Location identification items
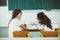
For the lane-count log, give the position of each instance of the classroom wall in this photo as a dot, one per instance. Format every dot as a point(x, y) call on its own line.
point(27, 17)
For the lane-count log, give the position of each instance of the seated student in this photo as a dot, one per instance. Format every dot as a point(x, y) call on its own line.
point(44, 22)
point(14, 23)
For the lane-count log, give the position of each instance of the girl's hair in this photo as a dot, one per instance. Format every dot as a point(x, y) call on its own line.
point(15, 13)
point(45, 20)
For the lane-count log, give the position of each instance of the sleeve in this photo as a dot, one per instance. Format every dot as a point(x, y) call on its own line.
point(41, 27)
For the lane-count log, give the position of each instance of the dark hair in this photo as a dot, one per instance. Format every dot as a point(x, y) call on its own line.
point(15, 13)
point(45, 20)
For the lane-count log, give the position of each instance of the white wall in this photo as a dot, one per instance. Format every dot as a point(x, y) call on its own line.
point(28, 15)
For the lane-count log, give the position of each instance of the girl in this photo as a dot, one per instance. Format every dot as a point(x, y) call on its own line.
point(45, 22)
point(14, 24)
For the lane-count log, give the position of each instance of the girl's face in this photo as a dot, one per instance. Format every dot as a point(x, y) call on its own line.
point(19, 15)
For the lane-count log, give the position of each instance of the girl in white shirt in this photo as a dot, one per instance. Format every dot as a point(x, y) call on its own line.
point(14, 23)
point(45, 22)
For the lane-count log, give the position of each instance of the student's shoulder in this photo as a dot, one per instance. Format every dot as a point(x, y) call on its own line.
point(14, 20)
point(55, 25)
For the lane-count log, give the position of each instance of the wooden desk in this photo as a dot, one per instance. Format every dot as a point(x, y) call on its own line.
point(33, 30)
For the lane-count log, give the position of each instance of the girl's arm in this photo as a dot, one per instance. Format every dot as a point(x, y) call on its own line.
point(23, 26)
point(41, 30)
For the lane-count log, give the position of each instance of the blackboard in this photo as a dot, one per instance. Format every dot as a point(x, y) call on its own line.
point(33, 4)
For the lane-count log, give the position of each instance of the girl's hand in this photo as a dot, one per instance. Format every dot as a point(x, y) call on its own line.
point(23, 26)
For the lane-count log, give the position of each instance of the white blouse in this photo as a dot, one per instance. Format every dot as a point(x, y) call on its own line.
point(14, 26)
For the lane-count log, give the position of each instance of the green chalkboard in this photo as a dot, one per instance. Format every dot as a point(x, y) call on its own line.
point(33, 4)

THE REQUEST: Return the lines of the records above unchanged, beginning with the line that contains "of the wooden" and ending with the line that contains "point(14, 26)", both of those lines included.

SOLUTION TO THE PROBLEM:
For the lane-count log, give the position of each instance of the wooden desk in this photo as a dot, one per instance. Format every dot as a point(x, y) call on its own line.
point(33, 30)
For the lane-count log, give the position of each instance of the girl's arm in this photo as a dot, one per instance. Format every dot as a point(x, y) call on its own line.
point(23, 26)
point(41, 30)
For the lane-count log, give the position of each instance of the blackboard in this photo as a dot, one per instance. Format every dot as a point(x, y) call on its own line.
point(33, 4)
For the lane-count log, give the position of each instance of the girl's hand in this photo as a dot, one per instance. Format every dot as a point(x, y) call on its own line.
point(23, 26)
For the lane-count log, give the position of each instance of the white blouse in this photo as a dot, one per instance. Format every dot as a point(x, y) call on its own line.
point(14, 26)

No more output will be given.